EXTRAIT:

********

Depuis 2010, on traite plus tôt (de dix mois d’attente en 2010 on est passé à un mois en moyenne en 2013) et plus de personnes. Depuis 2013 on traite dès l’entrée dans le soin, il ne faut plus attendre. Les médicaments sont plus efficaces aussi. Mais malgré les recommandations de se faire dépister tous les ans, tous lesHSH ne lefont pas, et c’est un frein vers la chute du nombre de contaminations : le délai moyen entre l’infection et le diagnostic de séropositivité au VIH reste de trois ans pour les hommes gays et les femmes hétérosexuelles, quatre ans pour les hommes hétéros, autant que les usagers de drogues. Pire encore, le délai entre l’infection et le début du traitement est trop tardif pour tous les groupes vulnérables : près de quatre ans chez les HSH et les femmes hétéros, huit ans chez les personnes usagères de drogues !

Virgine Supervie : Aujourd’hui on a encore peur du dépistage alors que les traitements sont efficaces et beaucoup mieux tolérés, que l’espérance de vie est la même qu’une personne séronegative quand on est bien (et vite) traité, que l’on peut devenir non-transmisssible…

C'est tout le "parcours" qui reste à perfectionner pour mettre fin à l'épidémie, mais l'urgence est, d'abord et avant tout, de comprendre et d'agir sur l'accès au dépistage autant que sur la prévention.

********

[Entrées issues d'un jeu de données]
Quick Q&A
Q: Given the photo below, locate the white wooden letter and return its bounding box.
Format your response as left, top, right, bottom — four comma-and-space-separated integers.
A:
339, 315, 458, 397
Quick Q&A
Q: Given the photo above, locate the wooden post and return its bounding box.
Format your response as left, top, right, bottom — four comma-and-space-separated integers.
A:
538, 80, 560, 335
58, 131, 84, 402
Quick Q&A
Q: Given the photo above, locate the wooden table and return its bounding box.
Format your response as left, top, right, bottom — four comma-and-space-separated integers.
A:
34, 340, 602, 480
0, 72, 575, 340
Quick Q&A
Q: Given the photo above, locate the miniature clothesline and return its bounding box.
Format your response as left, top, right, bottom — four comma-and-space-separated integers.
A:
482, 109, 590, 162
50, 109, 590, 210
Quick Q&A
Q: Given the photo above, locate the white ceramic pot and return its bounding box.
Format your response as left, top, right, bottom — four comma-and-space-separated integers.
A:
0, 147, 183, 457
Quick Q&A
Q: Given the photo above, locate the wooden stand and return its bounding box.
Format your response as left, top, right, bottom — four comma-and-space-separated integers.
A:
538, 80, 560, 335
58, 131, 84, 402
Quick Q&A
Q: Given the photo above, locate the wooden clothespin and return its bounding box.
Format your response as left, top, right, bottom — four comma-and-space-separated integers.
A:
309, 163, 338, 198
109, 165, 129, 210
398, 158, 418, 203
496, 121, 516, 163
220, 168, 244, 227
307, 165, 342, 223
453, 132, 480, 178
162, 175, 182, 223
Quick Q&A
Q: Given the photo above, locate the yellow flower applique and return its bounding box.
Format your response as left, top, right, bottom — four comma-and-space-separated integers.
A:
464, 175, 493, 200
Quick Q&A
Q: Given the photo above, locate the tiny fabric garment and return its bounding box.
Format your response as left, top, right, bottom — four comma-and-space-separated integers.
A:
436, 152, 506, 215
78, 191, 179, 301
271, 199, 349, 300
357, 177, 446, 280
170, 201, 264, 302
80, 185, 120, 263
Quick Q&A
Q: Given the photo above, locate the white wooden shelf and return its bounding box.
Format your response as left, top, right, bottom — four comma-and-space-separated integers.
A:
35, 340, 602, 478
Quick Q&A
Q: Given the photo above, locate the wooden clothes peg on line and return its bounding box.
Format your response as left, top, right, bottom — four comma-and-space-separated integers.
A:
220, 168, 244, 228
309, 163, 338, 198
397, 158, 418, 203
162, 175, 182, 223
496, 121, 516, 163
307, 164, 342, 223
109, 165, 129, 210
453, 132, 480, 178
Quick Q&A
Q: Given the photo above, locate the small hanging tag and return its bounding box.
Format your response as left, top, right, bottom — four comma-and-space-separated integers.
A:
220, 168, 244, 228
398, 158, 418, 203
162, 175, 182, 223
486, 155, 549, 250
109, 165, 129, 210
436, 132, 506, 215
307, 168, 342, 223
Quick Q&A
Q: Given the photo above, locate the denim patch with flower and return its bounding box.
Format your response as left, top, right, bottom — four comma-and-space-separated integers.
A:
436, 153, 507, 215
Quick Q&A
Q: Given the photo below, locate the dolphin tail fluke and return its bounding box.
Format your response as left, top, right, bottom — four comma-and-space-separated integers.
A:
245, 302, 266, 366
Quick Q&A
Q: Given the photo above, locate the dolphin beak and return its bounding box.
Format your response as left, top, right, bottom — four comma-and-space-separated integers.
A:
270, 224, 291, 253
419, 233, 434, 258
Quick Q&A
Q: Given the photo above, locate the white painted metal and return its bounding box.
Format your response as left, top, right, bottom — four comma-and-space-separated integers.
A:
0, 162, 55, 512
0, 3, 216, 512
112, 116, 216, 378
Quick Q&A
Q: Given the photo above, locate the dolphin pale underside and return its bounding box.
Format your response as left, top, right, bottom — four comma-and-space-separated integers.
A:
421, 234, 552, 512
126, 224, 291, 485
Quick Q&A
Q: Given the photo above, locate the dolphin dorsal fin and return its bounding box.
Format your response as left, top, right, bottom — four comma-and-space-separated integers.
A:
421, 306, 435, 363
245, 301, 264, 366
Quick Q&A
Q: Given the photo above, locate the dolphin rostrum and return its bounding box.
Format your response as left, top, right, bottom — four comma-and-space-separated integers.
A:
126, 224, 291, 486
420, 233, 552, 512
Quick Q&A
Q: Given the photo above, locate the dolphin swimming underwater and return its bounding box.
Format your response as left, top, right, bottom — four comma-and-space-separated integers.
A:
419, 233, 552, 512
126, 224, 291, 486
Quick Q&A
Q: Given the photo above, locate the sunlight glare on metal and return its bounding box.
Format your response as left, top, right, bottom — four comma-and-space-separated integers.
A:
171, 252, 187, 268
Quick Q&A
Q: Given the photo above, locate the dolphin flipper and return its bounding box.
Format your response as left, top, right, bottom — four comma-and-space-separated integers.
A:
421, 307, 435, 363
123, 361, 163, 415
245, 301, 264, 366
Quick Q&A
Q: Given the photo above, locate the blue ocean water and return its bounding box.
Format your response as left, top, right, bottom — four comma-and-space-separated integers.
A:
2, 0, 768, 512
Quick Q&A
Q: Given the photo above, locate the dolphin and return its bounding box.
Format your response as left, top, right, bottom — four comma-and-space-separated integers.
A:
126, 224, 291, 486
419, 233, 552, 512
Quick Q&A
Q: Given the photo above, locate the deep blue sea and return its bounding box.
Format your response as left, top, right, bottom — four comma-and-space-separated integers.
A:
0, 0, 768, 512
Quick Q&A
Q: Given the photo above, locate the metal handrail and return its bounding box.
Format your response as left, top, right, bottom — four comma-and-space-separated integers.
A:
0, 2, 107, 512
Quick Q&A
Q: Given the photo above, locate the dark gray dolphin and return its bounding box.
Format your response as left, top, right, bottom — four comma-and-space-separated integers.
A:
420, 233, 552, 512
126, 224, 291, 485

********

CONSIGNES:
A. Selon l'extrait, quel délai sépare l'infection du début du traitement chez les personnes usagères de drogues ?
B. Recopiez l'extrait à partir des mots « Depuis 2010, on » et arrêtez-vous après « usagères de drogues ! ».
Les entrées ne sont pas nécessaires ici.

CORRIGÉ:
A. Huit ans.

B.
Depuis 2010, on traite plus tôt (de dix mois d’attente en 2010 on est passé à un mois en moyenne en 2013) et plus de personnes. Depuis 2013 on traite dès l’entrée dans le soin, il ne faut plus attendre. Les médicaments sont plus efficaces aussi. Mais malgré les recommandations de se faire dépister tous les ans, tous lesHSH ne lefont pas, et c’est un frein vers la chute du nombre de contaminations : le délai moyen entre l’infection et le diagnostic de séropositivité au VIH reste de trois ans pour les hommes gays et les femmes hétérosexuelles, quatre ans pour les hommes hétéros, autant que les usagers de drogues. Pire encore, le délai entre l’infection et le début du traitement est trop tardif pour tous les groupes vulnérables : près de quatre ans chez les HSH et les femmes hétéros, huit ans chez les personnes usagères de drogues !